- Aim of the exercise:
Reproduce every line of the data below with no changes at all.

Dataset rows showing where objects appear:
>> start

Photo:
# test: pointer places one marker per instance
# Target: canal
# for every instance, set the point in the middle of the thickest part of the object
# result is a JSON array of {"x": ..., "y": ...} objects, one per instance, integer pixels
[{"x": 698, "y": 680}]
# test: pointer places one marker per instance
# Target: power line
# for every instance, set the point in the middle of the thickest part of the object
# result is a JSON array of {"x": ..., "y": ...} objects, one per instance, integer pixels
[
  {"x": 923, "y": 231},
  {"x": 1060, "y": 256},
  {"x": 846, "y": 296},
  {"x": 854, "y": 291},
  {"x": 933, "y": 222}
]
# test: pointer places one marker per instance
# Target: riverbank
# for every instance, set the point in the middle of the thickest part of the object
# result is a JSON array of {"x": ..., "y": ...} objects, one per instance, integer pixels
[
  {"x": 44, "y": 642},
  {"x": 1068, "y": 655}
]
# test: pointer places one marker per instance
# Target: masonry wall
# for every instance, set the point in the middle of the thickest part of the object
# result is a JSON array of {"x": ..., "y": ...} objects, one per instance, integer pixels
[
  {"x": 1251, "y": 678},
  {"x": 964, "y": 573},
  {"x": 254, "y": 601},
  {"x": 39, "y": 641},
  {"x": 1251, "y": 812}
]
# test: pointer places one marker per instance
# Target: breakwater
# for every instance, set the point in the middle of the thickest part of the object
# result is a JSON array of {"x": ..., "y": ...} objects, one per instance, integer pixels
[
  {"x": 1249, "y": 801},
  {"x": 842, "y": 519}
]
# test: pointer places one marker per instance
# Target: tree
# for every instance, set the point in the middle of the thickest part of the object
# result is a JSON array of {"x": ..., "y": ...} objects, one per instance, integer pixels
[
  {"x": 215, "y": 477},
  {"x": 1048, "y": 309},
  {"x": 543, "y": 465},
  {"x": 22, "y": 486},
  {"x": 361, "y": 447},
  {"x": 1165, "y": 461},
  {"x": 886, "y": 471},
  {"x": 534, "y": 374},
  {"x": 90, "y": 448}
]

>> end

- Reply:
Photo:
# test: pointer places one marker per instance
# Target: canal
# for every instance, set the point in the middle of the thickest part of the object
# result is a JSON array of {"x": ..., "y": ...} objects, one per instance, integer pixels
[{"x": 698, "y": 680}]
# test: pointer places one marker per instance
# Target: power line
# for every instance, set the point in the middle of the thickest part of the object
# result is a JSON array of {"x": ..., "y": ...} objects, one per instance, integer pixels
[
  {"x": 923, "y": 231},
  {"x": 1060, "y": 256},
  {"x": 846, "y": 296},
  {"x": 854, "y": 291},
  {"x": 933, "y": 222}
]
# test: pointer places one marker per instance
# Target: riverbank
# for every instance, set the point in the middle of the thickest part of the object
# result is a JSON array of {"x": ..., "y": ...} objects, one per instance, integer pixels
[
  {"x": 44, "y": 642},
  {"x": 1068, "y": 655}
]
# test: pointer places one marker per instance
# Target: masonry wall
# for every instance, set the point in the middle of the thickest part of the object
# result is a JSON array of {"x": ..., "y": ...} objects, one per instance, integer pixels
[
  {"x": 1251, "y": 678},
  {"x": 964, "y": 573},
  {"x": 254, "y": 601},
  {"x": 39, "y": 641},
  {"x": 1251, "y": 812}
]
# test: pointer places one marker per instance
# Target: breakwater
# for every instance, set the point in the middle of the thickest part of the object
# result is a JSON array of {"x": ..., "y": ...} objects, one per instance, integer pixels
[
  {"x": 1249, "y": 801},
  {"x": 842, "y": 519}
]
# test: pointer places one marker per instance
# Target: tree
# for every instance, set the point in the middle of the thickest part of the object
# result is a JSON array of {"x": ..., "y": ...} objects, one per instance, integer pixels
[
  {"x": 215, "y": 477},
  {"x": 1048, "y": 309},
  {"x": 543, "y": 465},
  {"x": 22, "y": 486},
  {"x": 361, "y": 447},
  {"x": 1165, "y": 461},
  {"x": 886, "y": 471},
  {"x": 534, "y": 374},
  {"x": 90, "y": 448}
]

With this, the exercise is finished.